§ **Work to complete**
Print verbatim every line starting at the one that contains "Mark the region of each instance of the woman smiling;" and ending at the final line of the records; include both endpoints.

§ **Records for this exercise**
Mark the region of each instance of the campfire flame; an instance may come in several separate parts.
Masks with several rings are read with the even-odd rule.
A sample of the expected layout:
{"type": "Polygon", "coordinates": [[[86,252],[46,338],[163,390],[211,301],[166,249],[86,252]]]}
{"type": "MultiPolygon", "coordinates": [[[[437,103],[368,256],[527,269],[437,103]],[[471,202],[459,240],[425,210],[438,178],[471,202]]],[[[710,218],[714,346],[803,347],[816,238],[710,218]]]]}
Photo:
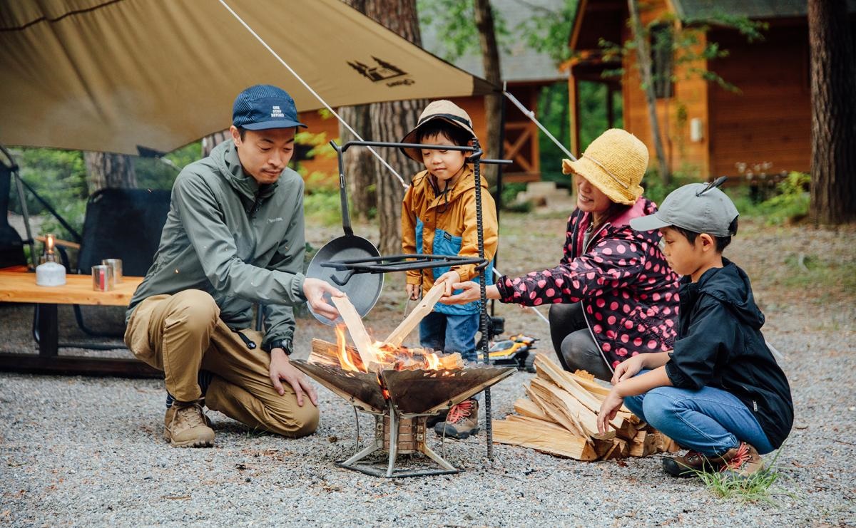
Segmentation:
{"type": "Polygon", "coordinates": [[[347,327],[336,326],[336,351],[342,370],[352,372],[379,372],[381,370],[460,370],[463,361],[460,354],[439,355],[425,349],[395,347],[375,341],[371,346],[372,360],[365,365],[360,355],[348,347],[345,341],[347,327]]]}

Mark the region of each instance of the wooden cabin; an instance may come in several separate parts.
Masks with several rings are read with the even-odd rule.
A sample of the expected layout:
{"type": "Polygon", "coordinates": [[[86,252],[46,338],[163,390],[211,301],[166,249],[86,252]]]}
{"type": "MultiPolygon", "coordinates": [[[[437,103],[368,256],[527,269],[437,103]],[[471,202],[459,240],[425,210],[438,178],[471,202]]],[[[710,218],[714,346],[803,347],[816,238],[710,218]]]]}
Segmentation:
{"type": "MultiPolygon", "coordinates": [[[[516,27],[532,16],[532,6],[538,5],[558,12],[562,0],[491,0],[494,9],[500,13],[509,29],[516,27]]],[[[426,50],[443,56],[444,48],[436,31],[431,26],[423,26],[422,47],[426,50]]],[[[455,65],[479,77],[484,77],[481,56],[479,50],[473,50],[455,60],[455,65]]],[[[567,75],[562,73],[552,59],[545,53],[530,49],[525,42],[516,42],[510,46],[501,48],[500,63],[502,78],[508,82],[508,91],[517,97],[530,110],[538,113],[538,98],[541,88],[564,82],[567,75]]],[[[487,144],[487,127],[484,119],[484,101],[481,96],[470,97],[453,97],[453,103],[462,108],[473,120],[476,135],[482,146],[487,144]]],[[[504,182],[529,182],[541,179],[540,151],[538,149],[538,129],[514,105],[503,98],[505,103],[504,157],[514,161],[502,169],[504,182]]],[[[327,139],[339,136],[339,124],[335,117],[324,118],[318,112],[300,114],[300,120],[312,132],[323,132],[327,139]]],[[[401,138],[374,138],[376,141],[398,141],[401,138]]],[[[299,153],[300,154],[300,153],[299,153]]],[[[310,173],[321,172],[336,173],[335,158],[316,158],[301,160],[300,163],[310,173]]]]}
{"type": "MultiPolygon", "coordinates": [[[[729,55],[695,66],[715,72],[739,91],[708,83],[698,75],[685,78],[686,71],[678,67],[677,79],[670,85],[655,84],[661,135],[673,172],[699,178],[735,175],[738,163],[762,162],[771,165],[770,172],[809,171],[811,109],[805,0],[640,0],[639,8],[644,25],[663,21],[655,31],[674,31],[717,11],[769,24],[762,41],[749,43],[736,30],[714,23],[702,36],[718,43],[729,55]]],[[[598,45],[602,38],[614,43],[631,39],[628,18],[626,0],[580,1],[570,38],[574,58],[567,64],[571,147],[578,153],[586,146],[580,144],[579,84],[603,83],[609,93],[621,91],[623,126],[648,145],[654,165],[648,109],[635,56],[615,62],[598,45]],[[604,72],[616,68],[624,70],[621,78],[603,77],[604,72]]],[[[669,67],[667,62],[673,57],[663,55],[652,53],[655,69],[669,67]]],[[[609,97],[603,104],[614,116],[611,101],[609,97]]],[[[610,122],[615,122],[614,117],[610,122]]]]}

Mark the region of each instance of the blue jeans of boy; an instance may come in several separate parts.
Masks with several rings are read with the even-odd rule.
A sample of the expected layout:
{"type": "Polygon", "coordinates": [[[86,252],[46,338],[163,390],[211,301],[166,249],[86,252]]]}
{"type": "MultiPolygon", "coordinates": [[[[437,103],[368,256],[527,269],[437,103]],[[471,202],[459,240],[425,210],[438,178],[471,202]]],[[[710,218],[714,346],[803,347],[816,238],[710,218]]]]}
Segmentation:
{"type": "Polygon", "coordinates": [[[752,411],[722,389],[657,387],[624,398],[624,405],[681,446],[702,455],[722,455],[740,442],[752,444],[761,455],[773,450],[752,411]]]}
{"type": "Polygon", "coordinates": [[[419,322],[419,344],[446,354],[460,352],[467,361],[475,361],[478,331],[479,314],[431,312],[419,322]]]}

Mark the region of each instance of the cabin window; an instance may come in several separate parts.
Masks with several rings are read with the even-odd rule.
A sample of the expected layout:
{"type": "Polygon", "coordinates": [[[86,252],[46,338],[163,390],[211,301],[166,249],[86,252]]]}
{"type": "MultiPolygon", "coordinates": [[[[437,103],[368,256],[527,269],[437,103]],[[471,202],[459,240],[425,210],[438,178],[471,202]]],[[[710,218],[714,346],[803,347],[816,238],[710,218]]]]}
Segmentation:
{"type": "Polygon", "coordinates": [[[671,24],[657,24],[651,28],[651,73],[657,99],[671,97],[675,93],[672,83],[674,31],[671,24]]]}

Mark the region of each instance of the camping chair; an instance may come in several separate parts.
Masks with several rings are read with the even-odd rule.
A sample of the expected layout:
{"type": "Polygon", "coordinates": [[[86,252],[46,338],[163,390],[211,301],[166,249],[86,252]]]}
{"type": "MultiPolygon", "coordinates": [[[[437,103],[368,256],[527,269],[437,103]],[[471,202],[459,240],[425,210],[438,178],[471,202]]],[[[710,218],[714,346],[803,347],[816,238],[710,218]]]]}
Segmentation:
{"type": "MultiPolygon", "coordinates": [[[[11,159],[11,158],[10,158],[11,159]]],[[[12,188],[13,167],[0,163],[0,268],[27,268],[24,241],[9,225],[9,191],[12,188]]]]}
{"type": "MultiPolygon", "coordinates": [[[[169,212],[169,191],[146,189],[102,189],[95,192],[86,202],[74,273],[89,274],[92,267],[101,264],[103,259],[117,258],[122,259],[124,275],[145,275],[160,243],[161,232],[169,212]]],[[[69,269],[65,251],[61,250],[60,255],[66,268],[69,269]]],[[[74,310],[78,326],[91,336],[121,337],[124,335],[123,308],[74,305],[74,310]]],[[[36,320],[38,317],[37,305],[36,320]]],[[[36,327],[34,325],[33,329],[36,327]]],[[[74,346],[86,347],[78,343],[74,346]]],[[[102,349],[104,346],[92,348],[102,349]]]]}

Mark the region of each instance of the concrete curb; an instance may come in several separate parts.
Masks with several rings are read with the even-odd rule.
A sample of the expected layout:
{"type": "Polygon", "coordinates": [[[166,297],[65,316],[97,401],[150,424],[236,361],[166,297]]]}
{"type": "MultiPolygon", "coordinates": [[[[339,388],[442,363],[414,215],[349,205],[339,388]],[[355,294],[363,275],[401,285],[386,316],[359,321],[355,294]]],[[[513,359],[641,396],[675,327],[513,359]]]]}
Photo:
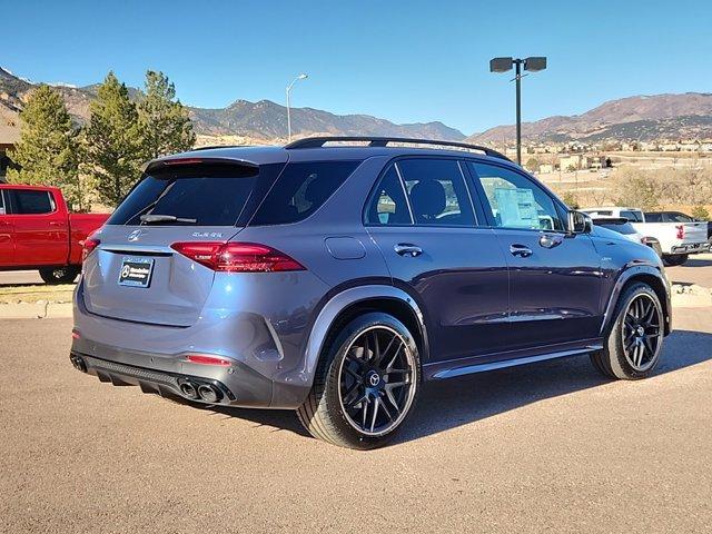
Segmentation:
{"type": "Polygon", "coordinates": [[[0,319],[51,319],[71,317],[71,303],[0,304],[0,319]]]}

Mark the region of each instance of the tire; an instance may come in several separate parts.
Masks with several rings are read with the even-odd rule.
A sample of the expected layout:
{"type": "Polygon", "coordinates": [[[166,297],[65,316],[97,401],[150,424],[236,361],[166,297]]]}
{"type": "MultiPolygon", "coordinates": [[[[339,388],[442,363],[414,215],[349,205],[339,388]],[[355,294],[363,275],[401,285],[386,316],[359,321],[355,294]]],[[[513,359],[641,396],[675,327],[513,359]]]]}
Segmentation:
{"type": "Polygon", "coordinates": [[[665,264],[665,267],[683,265],[685,261],[688,261],[688,254],[665,254],[663,256],[663,264],[665,264]]]}
{"type": "Polygon", "coordinates": [[[57,285],[71,284],[81,269],[75,265],[68,265],[66,267],[42,267],[39,270],[44,283],[57,285]]]}
{"type": "Polygon", "coordinates": [[[421,389],[413,335],[395,317],[373,312],[337,327],[325,347],[314,386],[297,409],[299,421],[314,437],[334,445],[385,445],[413,413],[421,389]]]}
{"type": "Polygon", "coordinates": [[[623,380],[650,376],[660,363],[663,320],[660,299],[649,285],[634,283],[625,288],[603,350],[591,355],[594,367],[623,380]]]}

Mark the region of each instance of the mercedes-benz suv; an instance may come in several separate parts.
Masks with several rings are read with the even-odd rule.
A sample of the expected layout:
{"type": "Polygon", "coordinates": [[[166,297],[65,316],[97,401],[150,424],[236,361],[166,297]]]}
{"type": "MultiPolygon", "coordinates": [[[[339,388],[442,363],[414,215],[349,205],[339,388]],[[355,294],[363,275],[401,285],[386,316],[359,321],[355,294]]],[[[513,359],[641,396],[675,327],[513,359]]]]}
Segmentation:
{"type": "Polygon", "coordinates": [[[151,161],[85,243],[70,358],[195,403],[392,438],[426,380],[575,355],[650,375],[670,333],[653,250],[484,147],[308,138],[151,161]]]}

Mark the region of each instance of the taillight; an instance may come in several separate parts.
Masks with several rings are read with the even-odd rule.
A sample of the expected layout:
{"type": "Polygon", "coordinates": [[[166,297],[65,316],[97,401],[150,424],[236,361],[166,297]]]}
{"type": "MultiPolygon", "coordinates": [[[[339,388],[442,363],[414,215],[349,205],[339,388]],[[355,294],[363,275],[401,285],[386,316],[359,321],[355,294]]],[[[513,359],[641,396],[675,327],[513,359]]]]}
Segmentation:
{"type": "Polygon", "coordinates": [[[100,239],[97,239],[96,237],[88,237],[87,239],[83,240],[83,243],[81,244],[81,261],[86,261],[87,257],[93,253],[93,249],[97,248],[99,246],[99,244],[101,243],[100,239]]]}
{"type": "Polygon", "coordinates": [[[187,241],[174,243],[170,248],[220,273],[305,270],[286,254],[255,243],[187,241]]]}

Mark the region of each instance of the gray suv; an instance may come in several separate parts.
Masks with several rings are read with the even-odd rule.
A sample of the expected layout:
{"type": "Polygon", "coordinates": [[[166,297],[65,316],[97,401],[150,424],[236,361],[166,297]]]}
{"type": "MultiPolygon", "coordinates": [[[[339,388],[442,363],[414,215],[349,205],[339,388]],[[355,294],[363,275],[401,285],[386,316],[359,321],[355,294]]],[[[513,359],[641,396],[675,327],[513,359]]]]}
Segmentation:
{"type": "Polygon", "coordinates": [[[116,385],[296,409],[372,448],[425,380],[591,355],[660,359],[660,258],[592,227],[504,156],[389,138],[151,161],[85,243],[71,362],[116,385]]]}

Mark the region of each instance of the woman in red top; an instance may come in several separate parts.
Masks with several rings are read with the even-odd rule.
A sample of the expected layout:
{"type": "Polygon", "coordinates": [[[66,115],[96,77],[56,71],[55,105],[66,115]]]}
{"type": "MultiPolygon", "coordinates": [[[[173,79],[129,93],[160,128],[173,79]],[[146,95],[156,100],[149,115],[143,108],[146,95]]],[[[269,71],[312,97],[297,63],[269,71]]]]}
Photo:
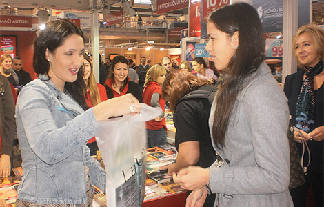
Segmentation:
{"type": "MultiPolygon", "coordinates": [[[[93,75],[93,68],[89,57],[83,55],[83,79],[87,86],[87,91],[85,94],[85,103],[90,108],[93,107],[98,103],[107,100],[107,94],[105,86],[97,83],[93,75]]],[[[87,146],[90,149],[91,155],[94,155],[99,150],[97,145],[96,138],[93,137],[88,141],[87,146]]]]}
{"type": "Polygon", "coordinates": [[[108,99],[132,94],[139,102],[143,103],[142,94],[139,84],[130,81],[128,77],[128,60],[123,55],[117,55],[112,61],[110,70],[105,86],[108,99]]]}
{"type": "MultiPolygon", "coordinates": [[[[146,73],[143,100],[144,103],[165,110],[165,101],[162,99],[162,88],[167,72],[159,65],[154,65],[146,73]]],[[[165,144],[167,139],[167,127],[164,112],[161,117],[146,122],[148,147],[152,148],[165,144]]]]}

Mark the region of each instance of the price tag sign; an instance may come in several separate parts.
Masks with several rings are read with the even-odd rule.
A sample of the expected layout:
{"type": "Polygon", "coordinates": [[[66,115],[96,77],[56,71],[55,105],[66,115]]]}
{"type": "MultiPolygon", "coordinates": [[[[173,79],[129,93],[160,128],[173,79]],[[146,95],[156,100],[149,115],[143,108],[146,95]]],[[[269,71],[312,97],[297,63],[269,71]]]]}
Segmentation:
{"type": "Polygon", "coordinates": [[[207,21],[208,17],[217,8],[230,4],[230,0],[203,0],[203,21],[207,21]]]}
{"type": "Polygon", "coordinates": [[[209,57],[210,52],[206,50],[206,44],[196,44],[194,46],[194,57],[209,57]]]}

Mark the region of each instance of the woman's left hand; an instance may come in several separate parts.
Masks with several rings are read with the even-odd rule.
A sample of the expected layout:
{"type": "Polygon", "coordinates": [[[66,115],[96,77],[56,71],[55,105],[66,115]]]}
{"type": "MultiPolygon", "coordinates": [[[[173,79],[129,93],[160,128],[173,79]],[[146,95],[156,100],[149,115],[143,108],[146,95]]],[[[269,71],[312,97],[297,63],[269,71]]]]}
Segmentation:
{"type": "Polygon", "coordinates": [[[314,129],[312,132],[309,133],[312,139],[320,141],[324,139],[324,126],[319,126],[314,129]]]}
{"type": "Polygon", "coordinates": [[[173,180],[181,188],[195,190],[204,187],[210,180],[210,170],[198,166],[190,166],[173,173],[173,180]]]}
{"type": "Polygon", "coordinates": [[[187,197],[185,207],[203,206],[207,195],[208,191],[205,187],[192,191],[187,197]]]}

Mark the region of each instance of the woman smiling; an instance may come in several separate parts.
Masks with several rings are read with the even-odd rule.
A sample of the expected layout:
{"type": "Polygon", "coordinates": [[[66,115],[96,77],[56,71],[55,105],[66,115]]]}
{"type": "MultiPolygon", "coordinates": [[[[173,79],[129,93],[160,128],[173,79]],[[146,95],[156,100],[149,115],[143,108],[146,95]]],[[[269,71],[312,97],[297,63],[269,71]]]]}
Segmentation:
{"type": "Polygon", "coordinates": [[[143,97],[139,84],[130,81],[128,61],[123,55],[114,57],[105,86],[107,97],[118,97],[127,93],[132,94],[139,102],[143,103],[143,97]]]}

§ **Output below**
Mark the region of each instance of the woman smiling; an instance may come in several separate parts.
Masks with several rings are read with the even-odd rule.
A sample of the expected layout:
{"type": "Polygon", "coordinates": [[[66,115],[96,77],[56,71],[55,105],[66,115]]]}
{"type": "MultiPolygon", "coordinates": [[[[173,79],[129,93],[160,128],[173,79]],[[146,95],[156,100],[149,115],[143,108],[146,95]]],[[[269,71],[312,97],[297,63],[269,71]]]]}
Segmentation:
{"type": "Polygon", "coordinates": [[[143,97],[139,84],[130,81],[128,61],[123,55],[114,57],[105,86],[107,97],[118,97],[127,93],[132,94],[139,102],[143,103],[143,97]]]}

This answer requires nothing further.